### 작성 요청 1:
bsr 동기화에 관한 읽기 자료에 따르면, 체크섬 기반 동기화에서 해시 내용이 일치하는 블럭은 어떻게 처리되나요?
### 작성 요청 2:
bsr 동기화에 관한 읽기 자료에서 "t_resync는 동기화 예상"이 있는 부분부터 "다양한 기능을 제공합니다."까지를 다시 쓰세요. 이때 "동기화율"를 "재동기화 속도"로 바꾸세요.
### 작성 요청 3:
bsr 동기화에 관한 읽기 자료가 끝나는 곳부터 이어질 내용을 써 주세요.

### 읽기 자료:
가변대역 동기화를 위한 최적의 구성은 사용 가능한 네트워크 대역폭, 응용 프로그램 I/O 패턴 및 복제 링크 혼잡상황에 따라 달라질 수 있으며, 복제 가속기(DRX) 사용 여부에 따라 최적의 구성 설정이 달라질 수 있습니다.

Info

동기화 속도 추정

아래와 같은 수식으로 동기화 시간을 추정할 수 있습니다.

t_resync = D/R

t_resync는 동기화 예상 시간입니다.
D는 별다른 영향(복제 링크가 끊어진 상황에서 데이터가 수정되는 등)을 거의 받지 않는다는 가정하에서 동기화될 데이터의 크기를 말합니다.
R은 조정 가능한 동기화율이며 이는 복제 네트워크 환경 및 I/O 서브시스템의 처리능력에 따라 한계 값이 달라집니다.

효율적인 동기화

bsr 에선 효율적인 동기화를 위해 체크섬 기반의 동기화, 운송동기화, 비트맵 제거 동기화 등 다양한 기능을 제공합니다.

체크섬 기반 동기화

체크섬 데이터 요약을 사용하면 bsr의 동기화 알고리즘의 효율성을 더욱 개선할 수 있습니다. 체크섬 기반 동기화는 동기화하기 전에 블록을 읽고 현재 디스크에 있는 내용의 해시(hash) 요약을 구한 다음, 상대 노드로부터 같은 섹터를 읽어 구한 해쉬 요약 내용과 비교합니다. 해시 내용이 일치하면 해당 블럭에 대한 동기화 쓰기(re-write)를 생략하고 일치하지 않을 경우 동기화 데이터를 전송합니다. 이 방식은 동기화 해야될 블럭을 단순히 덮어쓰는 기존 방식에 비해 성능에서 유리할 수 있으며 연결이 끊어져 있는(disconnect 상태) 동안 파일 시스템이 섹터에 같은 내용을 다시 썼다면 해당 섹터에 대해선 재동기화를 생략하게 되므로 전체적으로 동기화 시간을 단축시킬 수 있습니다.

운송 동기화

디스크를 직접 가져와서 구성하는 운송 동기화는 아래와 같은 상황에 적합합니다.

초기 동기화 할 데이터의 량이 매우 큰 경우(수백 기가바이트 이상)
거대한 데이터 사이즈에 비해 복제할 데이터의 변화율이 적을 것으로 예상되는 경우
소스, 타깃 사이트간 가용 네트워크 대역폭이 제한적인 경우

위와 같은 상황에서 직접 디스크를 가져다가 동기화 하지 않고 일반적인 디바이스 동기화 방법으로 초기화를 진행한다면 동기화를 하는 동안 매우 오랜 시간이 걸릴 것입니다. 디스크 크기가 크고 물리적으로 직접 복사하여 초기화 시킬 수 있다면 이 방법을 권장합니다.

일단 한가지 상황을 가정해보겠습니다. Primary인 상태로 연결이 끊어진 로컬 노드가 있습니다. 즉, 디바이스 구성은 완료되었고 동일한 bsr.conf 사본은 양 노드에 모두 존재합니다. 로컬 노드에서 초기 리소스 승격(initial resource promotion)을 위한 명령들은 실행했지만 리모트 노드는 아직 연결되어 있지 않습니다.

로컬 노드에서 다음 명령을 실행합니다.

### 데이터 항목:
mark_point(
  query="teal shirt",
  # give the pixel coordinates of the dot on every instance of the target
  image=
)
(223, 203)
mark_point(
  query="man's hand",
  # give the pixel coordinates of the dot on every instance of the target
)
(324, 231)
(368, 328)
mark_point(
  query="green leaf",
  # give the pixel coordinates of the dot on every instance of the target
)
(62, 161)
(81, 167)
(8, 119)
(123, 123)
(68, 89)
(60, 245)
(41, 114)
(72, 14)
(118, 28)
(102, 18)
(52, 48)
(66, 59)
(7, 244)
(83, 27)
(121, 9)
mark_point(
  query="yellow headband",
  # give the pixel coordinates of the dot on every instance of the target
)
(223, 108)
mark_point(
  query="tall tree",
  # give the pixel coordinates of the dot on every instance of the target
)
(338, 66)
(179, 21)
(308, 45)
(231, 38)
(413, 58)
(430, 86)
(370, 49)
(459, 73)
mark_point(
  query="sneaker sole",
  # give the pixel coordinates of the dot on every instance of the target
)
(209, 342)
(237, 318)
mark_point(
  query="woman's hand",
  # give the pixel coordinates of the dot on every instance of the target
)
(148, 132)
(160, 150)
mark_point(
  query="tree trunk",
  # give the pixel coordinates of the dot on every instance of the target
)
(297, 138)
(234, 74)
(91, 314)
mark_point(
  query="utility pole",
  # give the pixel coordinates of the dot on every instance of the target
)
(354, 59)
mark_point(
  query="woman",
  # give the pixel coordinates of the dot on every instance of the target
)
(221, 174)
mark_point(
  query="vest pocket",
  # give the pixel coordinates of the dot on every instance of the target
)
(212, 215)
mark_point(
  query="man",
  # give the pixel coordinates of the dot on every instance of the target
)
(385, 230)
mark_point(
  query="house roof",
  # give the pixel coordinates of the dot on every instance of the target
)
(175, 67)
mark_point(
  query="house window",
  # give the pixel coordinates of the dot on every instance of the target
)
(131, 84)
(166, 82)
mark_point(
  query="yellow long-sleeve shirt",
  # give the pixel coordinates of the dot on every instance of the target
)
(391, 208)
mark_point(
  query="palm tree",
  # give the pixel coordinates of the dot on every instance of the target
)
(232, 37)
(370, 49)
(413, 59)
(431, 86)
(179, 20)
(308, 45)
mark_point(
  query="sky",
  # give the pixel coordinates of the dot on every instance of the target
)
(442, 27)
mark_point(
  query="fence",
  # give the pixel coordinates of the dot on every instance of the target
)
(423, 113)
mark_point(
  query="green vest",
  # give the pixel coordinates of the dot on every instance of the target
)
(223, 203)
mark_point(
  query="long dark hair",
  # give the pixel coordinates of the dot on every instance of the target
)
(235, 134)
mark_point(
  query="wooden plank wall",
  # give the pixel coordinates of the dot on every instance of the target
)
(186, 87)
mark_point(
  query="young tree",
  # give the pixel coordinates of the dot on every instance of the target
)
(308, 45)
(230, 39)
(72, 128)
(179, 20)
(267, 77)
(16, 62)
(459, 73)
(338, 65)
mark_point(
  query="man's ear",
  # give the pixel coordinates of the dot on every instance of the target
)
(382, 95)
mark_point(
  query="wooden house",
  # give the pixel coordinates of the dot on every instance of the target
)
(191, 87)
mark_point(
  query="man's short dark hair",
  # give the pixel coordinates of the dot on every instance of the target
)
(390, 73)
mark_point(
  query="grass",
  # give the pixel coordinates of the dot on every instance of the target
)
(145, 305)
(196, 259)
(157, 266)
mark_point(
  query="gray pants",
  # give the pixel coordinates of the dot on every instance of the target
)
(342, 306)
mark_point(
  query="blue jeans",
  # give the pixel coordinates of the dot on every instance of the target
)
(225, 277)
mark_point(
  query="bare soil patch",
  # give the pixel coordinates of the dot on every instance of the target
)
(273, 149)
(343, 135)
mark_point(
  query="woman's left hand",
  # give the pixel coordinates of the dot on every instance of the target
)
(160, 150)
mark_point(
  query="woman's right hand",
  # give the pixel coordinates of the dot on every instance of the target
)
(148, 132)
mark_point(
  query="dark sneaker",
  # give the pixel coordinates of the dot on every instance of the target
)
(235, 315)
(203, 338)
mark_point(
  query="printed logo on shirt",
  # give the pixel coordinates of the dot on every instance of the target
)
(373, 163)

### 과제 답변 1:
해당 블럭에 대한 동기화 쓰기(re-write)를 생략합니다.

### 과제 답변 2:
t_resync는 동기화 예상 시간입니다.
D는 별다른 영향(복제 링크가 끊어진 상황에서 데이터가 수정되는 등)을 거의 받지 않는다는 가정하에서 동기화될 데이터의 크기를 말합니다.
R은 조정 가능한 재동기화 속도이며 이는 복제 네트워크 환경 및 I/O 서브시스템의 처리능력에 따라 한계 값이 달라집니다.

효율적인 동기화

bsr 에선 효율적인 동기화를 위해 체크섬 기반의 동기화, 운송동기화, 비트맵 제거 동기화 등 다양한 기능을 제공합니다.

### 과제 답변 3:
Code Block
bsradm new-current-uuid --clear-bitmap <resource>

복제 대상이 될 데이터와 그 데이터의 metadata의 사본을 똑같이 생성합니다. 예를 들어, RAID-1 미러에서 hot-swappable drive를 사용할 수도 있을 겁니다. 물론 이 상황에서는 RAID set이 미러링을 지속하기 위해 새로운 drive로 교체해 주어야 할 것입니다. 그러나 여기서 제거했던 디스크 드라이브는 다른곳에서 바로 사용할 수 있는 말 그대로의 사본입니다. 만약 로컬 블록 디바이스가 스냅샷 사본 기능을 지원한다면 이 기능을 사용하면 됩니다.
로컬 노드에서 아래 명령을 실행합니다.
Code Block
bsradm new-current-uuid <resource>

두 번째 명령 실행에서는 --clear-bitmap 옵션이 없습니다.

원본 데이터와 동일한 사본을 물리적으로 직접 가져와서 원격 노드에 사용할 수 있도록 구성 합니다.
물리적으로 디스크를 직접 연결할 수도 있고, 가져온 데이터를 비트단위로 통째로 기존에 가지고 있던 디스크에 복사하여 사용해도 됩니다. 이 과정은 복제한 데이터 뿐만 아니라 메타데이터에도 해 주어야 합니다. 이런 절차가 수용될 수 없다면 이 방법은 더 이상 진행 할 수 없습니다.
원격 노드에서 bsr 리소스를 기동시킵니다.
Code Block
bsradm up <resource>

두 노드가 연결되면 디바이스 전체 동기화(full device synchronization)를 시작하지는 않을 것입니다. 대신에 bsradm--clear-bitmap new-current-uuid 명령을 호출 한 뒤부터 변경된 블럭에 관한 동기화만 자동으로 개시됩니다.

만약 아무런 변화가 없더라도 새로운 Secondary 노드에서 롤백되는 Activity Log에서 다뤄지는 영역에 따라 간단한 동기화가 있을 수 있습니다.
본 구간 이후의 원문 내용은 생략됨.